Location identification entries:
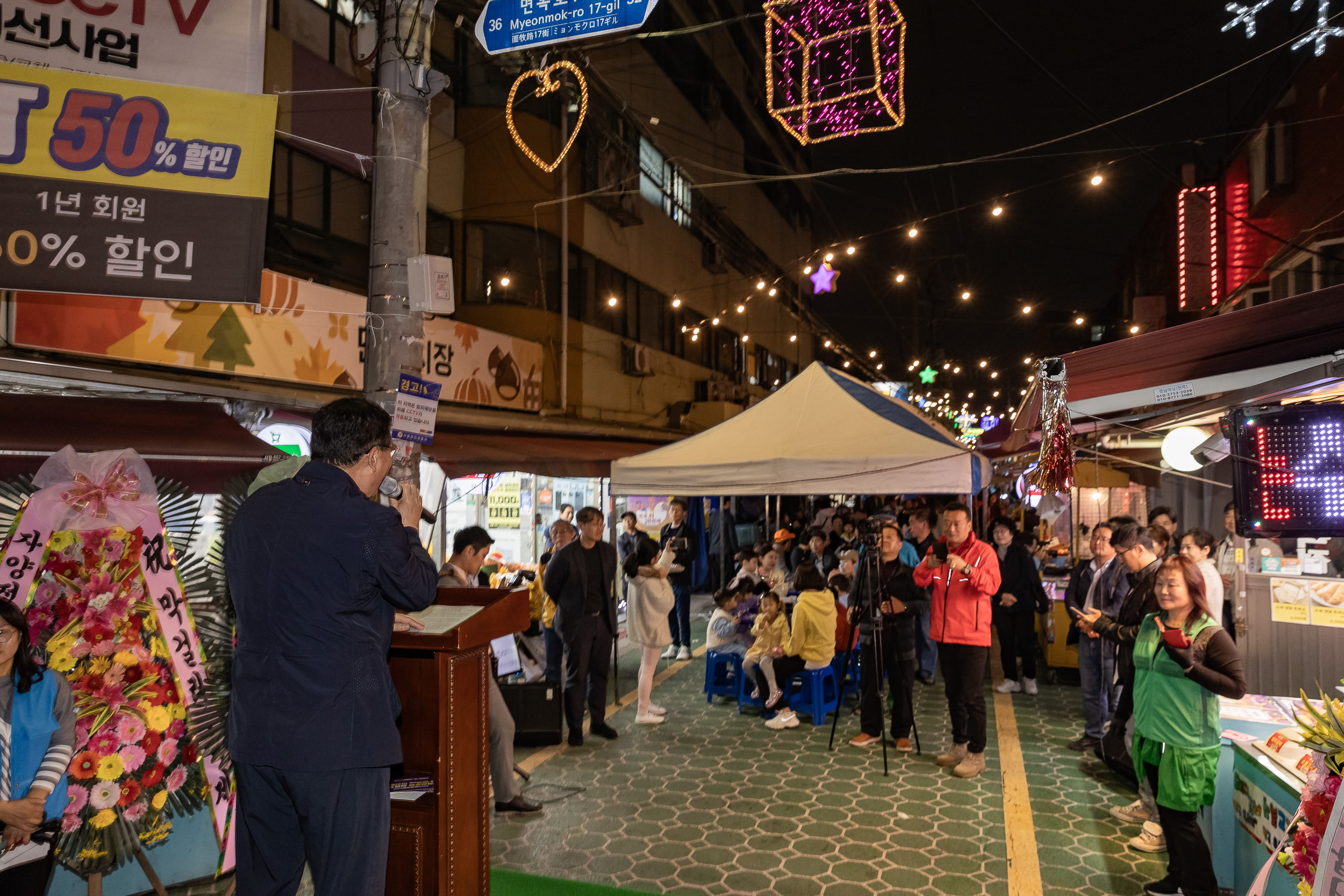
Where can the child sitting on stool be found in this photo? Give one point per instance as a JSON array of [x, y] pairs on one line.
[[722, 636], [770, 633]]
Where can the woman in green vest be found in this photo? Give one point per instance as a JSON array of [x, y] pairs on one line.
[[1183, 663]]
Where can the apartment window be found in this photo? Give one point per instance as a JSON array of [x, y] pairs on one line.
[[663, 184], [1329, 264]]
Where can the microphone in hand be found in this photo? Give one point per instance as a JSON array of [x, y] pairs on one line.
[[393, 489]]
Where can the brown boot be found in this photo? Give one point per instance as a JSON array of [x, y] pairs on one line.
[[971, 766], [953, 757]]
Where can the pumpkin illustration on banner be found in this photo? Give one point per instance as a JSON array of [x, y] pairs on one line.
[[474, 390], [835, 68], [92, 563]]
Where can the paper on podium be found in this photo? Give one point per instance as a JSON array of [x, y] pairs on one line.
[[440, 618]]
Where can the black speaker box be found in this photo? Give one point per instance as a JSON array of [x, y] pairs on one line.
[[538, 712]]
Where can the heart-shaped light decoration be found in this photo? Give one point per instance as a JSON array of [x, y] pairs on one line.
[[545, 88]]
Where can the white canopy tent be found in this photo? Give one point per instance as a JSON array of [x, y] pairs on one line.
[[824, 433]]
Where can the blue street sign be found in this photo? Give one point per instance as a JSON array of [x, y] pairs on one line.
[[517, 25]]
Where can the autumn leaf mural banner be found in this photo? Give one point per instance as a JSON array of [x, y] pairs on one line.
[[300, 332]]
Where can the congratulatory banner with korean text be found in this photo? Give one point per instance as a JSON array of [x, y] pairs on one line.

Written exercise: Present the entries above as a Markdown table with the columns Row and Text, giving each non-blank line its own numbered row. Leave the pictures out of the answer.

Output for this task:
| Row | Text |
|---|---|
| 1 | Where can the child sitting on stool be found in this photo? Give one point per instance as a JSON array of [x, y] pairs on one line. |
| 2 | [[722, 636], [770, 633]] |
| 3 | Where can the woman in green vest be found in this photo? Give one point per instance as a JSON array of [x, y] pairs on one line. |
| 4 | [[1183, 663]] |
| 5 | Where can the apartment window be found in this photo? Give one point per instance as a JSON array of [x, y] pairs on one line. |
| 6 | [[663, 184], [1329, 264]] |
| 7 | Where can the microphone in hand be found in this photo? Give one point per instance as a JSON array of [x, y] pairs on one line. |
| 8 | [[393, 489]] |
| 9 | Where can the brown boot be found in this photo? Give one point per instance as a JSON array of [x, y] pairs on one line. |
| 10 | [[971, 766], [953, 757]] |
| 11 | Where can the pumpkin illustration on banner be found in this photo? Give one point per instance as a JSON array of [x, y] pairs on one line. |
| 12 | [[474, 390], [835, 68], [92, 563]] |
| 13 | Where can the paper on podium be found in this photo? Give one point per instance as a JSON array of [x, y] pairs on one line. |
| 14 | [[440, 618]] |
| 15 | Where can the black speaker box be found in this photo? Give one point per instance as a JSON array of [x, y] pairs on one line. |
| 16 | [[538, 712]] |
| 17 | Where can the heart-shaped light decoration be found in this photo? Give one point per instance as a JSON array of [x, y] pairs on one line. |
| 18 | [[545, 88]] |
| 19 | Where can the white canopy tent be found in this photo? Give one point per instance as a JSON array of [x, y] pairs on one line. |
| 20 | [[824, 433]] |
| 21 | Where can the blue street sign be found in this photo? Give one point per instance as a JSON array of [x, y] pairs on one line. |
| 22 | [[517, 25]] |
| 23 | Where can the autumn leaf mural banner be found in this photo? Give one point per instance as a JSON array of [x, y] pairs on one line. |
| 24 | [[300, 332]] |
| 25 | Where can the congratulatory banner with korean text be found in this photo? Give one point per instance as a JSON array of [x, y] pairs on one line. |